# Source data
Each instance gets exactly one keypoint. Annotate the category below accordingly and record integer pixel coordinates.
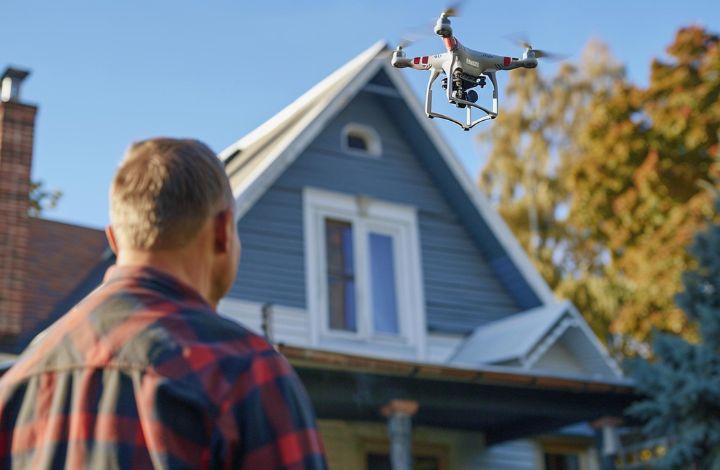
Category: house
(419, 327)
(401, 297)
(41, 261)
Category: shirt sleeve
(269, 422)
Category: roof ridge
(280, 119)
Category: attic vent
(359, 139)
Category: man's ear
(111, 238)
(223, 230)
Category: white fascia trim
(590, 335)
(503, 234)
(569, 318)
(264, 176)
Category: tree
(608, 184)
(532, 149)
(636, 188)
(42, 199)
(682, 383)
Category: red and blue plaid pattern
(142, 374)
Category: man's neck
(186, 269)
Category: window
(341, 275)
(565, 453)
(425, 456)
(561, 461)
(363, 270)
(381, 461)
(359, 139)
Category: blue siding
(462, 288)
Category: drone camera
(442, 27)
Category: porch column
(609, 443)
(399, 414)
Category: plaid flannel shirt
(144, 373)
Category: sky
(107, 73)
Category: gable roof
(59, 256)
(524, 338)
(254, 162)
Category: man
(143, 373)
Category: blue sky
(105, 73)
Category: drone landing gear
(461, 98)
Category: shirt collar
(163, 280)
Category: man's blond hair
(164, 191)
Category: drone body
(463, 69)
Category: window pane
(357, 142)
(382, 273)
(562, 461)
(340, 275)
(381, 461)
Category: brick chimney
(17, 126)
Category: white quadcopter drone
(464, 69)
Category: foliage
(682, 383)
(42, 199)
(599, 178)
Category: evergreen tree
(682, 382)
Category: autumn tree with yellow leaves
(604, 182)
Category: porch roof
(501, 402)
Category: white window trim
(368, 133)
(364, 213)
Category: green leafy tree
(682, 383)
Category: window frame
(366, 215)
(369, 134)
(420, 448)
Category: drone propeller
(522, 41)
(453, 9)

# Activity
The answer must be the line containing "Category: evergreen tree" and every line after it to the end of the records, repeated exactly.

# Your response
Category: evergreen tree
(682, 382)
Category: autumn tree with yellow leaves
(604, 182)
Category: porch roof
(501, 402)
Category: white window trim
(368, 133)
(364, 213)
Category: green leafy tree
(682, 383)
Category: window frame
(366, 215)
(369, 134)
(420, 448)
Category: drone propeller
(522, 41)
(453, 9)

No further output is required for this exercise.